Source document —
════════════════════

Panaji, March 27 (IANS) A miffed Goa Chief Minister Pramod Sawant on Thursday said people should not blame the government for any spread of coronavirus now, after he was forced to relent on his earlier decision of a "100 per cent lockdown" in Goa and order the opening up of grocery stores, amid panic and complaints from all quarters.
Sawant, in a message to the people, said that grocery stores would be open from Friday onwards, even 24x7 if the owners could manage it, but also said that he was more keen on a total lockdown to rein in the Covid-19 menace.
"We cannot say when and how the coronavirus can be transmitted. Therefore we should take care of ourselves. If tomorrow, coronavirus spreads in a big way in Goa, then you cannot blame the government.
"Government wanted a 100 per cent lockdown. The government did not want unnecessary contact because it could lead to spread of coronavirus," the Chief Minister said, adding that he was forced to take a decision "due to complaints from many quarters".
He, however, urged people to maintain social distance and not to rush into stores once they open for fear of contracting or spreading the virus.

════════════════════

Data excerpts —
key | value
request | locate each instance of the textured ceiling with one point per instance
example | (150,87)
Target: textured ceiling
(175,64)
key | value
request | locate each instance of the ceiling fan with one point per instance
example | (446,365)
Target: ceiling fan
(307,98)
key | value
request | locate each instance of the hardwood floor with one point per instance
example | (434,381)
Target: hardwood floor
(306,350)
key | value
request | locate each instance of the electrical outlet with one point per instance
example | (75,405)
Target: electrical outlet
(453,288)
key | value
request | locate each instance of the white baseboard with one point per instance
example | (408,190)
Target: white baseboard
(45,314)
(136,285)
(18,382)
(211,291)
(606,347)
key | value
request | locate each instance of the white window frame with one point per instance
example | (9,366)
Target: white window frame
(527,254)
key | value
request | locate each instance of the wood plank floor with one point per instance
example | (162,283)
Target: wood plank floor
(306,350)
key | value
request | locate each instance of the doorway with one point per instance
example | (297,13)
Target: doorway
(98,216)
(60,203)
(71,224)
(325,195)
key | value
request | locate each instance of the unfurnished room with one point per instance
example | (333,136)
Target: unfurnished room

════════════════════

Prompt 1 — Please reproduce the news report on Goa's lockdown from "Sawant, in a" to "the Covid-19 menace.", word for word.
Prompt 2 — Decide whether each statement agrees with the news report on Goa's lockdown, answering yes or no and quoting the words of the report that settle it. (a) Sawant said grocery stores would open from Friday. (b) Sawant said he favored keeping grocery stores open over a total lockdown. (c) Sawant told people to hurry into stores as soon as they open.

Answer area 1 —
Sawant, in a message to the people, said that grocery stores would be open from Friday onwards, even 24x7 if the owners could manage it, but also said that he was more keen on a total lockdown to rein in the Covid-19 menace.

Answer area 2 —
(a) Yes: "grocery stores would be open from Friday onwards"
(b) No: "he was more keen on a total lockdown to rein in the Covid-19 menace"
(c) No: "urged people to maintain social distance and not to rush into stores once they open"